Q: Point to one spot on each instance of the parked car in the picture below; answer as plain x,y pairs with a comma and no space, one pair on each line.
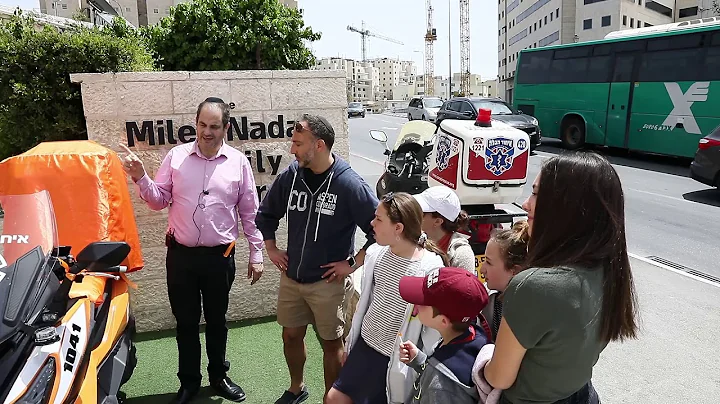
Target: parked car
466,108
705,167
356,109
424,108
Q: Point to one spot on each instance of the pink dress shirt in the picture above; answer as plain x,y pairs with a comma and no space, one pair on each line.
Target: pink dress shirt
206,196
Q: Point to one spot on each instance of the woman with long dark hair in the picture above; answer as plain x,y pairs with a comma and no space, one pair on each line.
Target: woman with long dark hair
576,293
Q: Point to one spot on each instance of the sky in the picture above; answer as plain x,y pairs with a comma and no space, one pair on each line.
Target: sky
402,20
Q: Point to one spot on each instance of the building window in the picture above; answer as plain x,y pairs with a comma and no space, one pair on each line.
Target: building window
688,12
659,8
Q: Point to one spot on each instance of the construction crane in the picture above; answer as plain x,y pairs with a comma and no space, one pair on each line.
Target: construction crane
365,33
465,47
430,37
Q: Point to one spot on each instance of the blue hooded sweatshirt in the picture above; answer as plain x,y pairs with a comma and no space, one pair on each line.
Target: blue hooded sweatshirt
321,224
445,376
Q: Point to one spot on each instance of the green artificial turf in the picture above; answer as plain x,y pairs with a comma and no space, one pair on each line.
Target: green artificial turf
257,364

+ + + + + + +

What you will do:
Please copy the records above word for word, omitting every picture.

Result of the task:
Q: Point to one spot on each instance of the parked car in the picture below; answer as plain x,y pairs with a comma and no space, one pair on each line.
Target: parked car
466,108
705,167
356,109
424,108
Q: Point to one spot on each instance of the pink dress shirt in the picture above; answer as plain x,y pairs with a comma and no space, one pair on each line.
Target: pink dress shirt
206,196
Q: Point to one spot on each instance of the woman with long dark hair in the picture above; answer as plain x,y pairs with a comma and no space, one pair on each line.
Target: woman with long dark hair
576,293
Q: Point to one spot on each instance of the sky in the picture above; answer as plain x,y pairs with a comma and no space, one pair on each line.
Target: sky
402,20
Q: Point to one spot on each instance of the building window in the picture above; answer as plain x,y pairs with a comma and no space, one pair on each line.
Target: building window
688,12
659,8
Q: Point to one spot on each instance of the construction crane in the picture above; answer as plain x,y pairs with a comma and no space, one pair on each line.
Target: construction crane
365,33
465,47
430,37
Q: Point to one spot on each instance of the blue hooded sweatshirt in the picture above; answer as plain x,y pairs with a comma and no space, one pair on each line.
Target: blue hooded sweatshirt
321,224
445,376
Q: Point to one spot on each instance of the green artificial turf in the picture above; answer as plain x,y pairs with a comma and no space, one pair on each line.
Target: green artificial turf
257,364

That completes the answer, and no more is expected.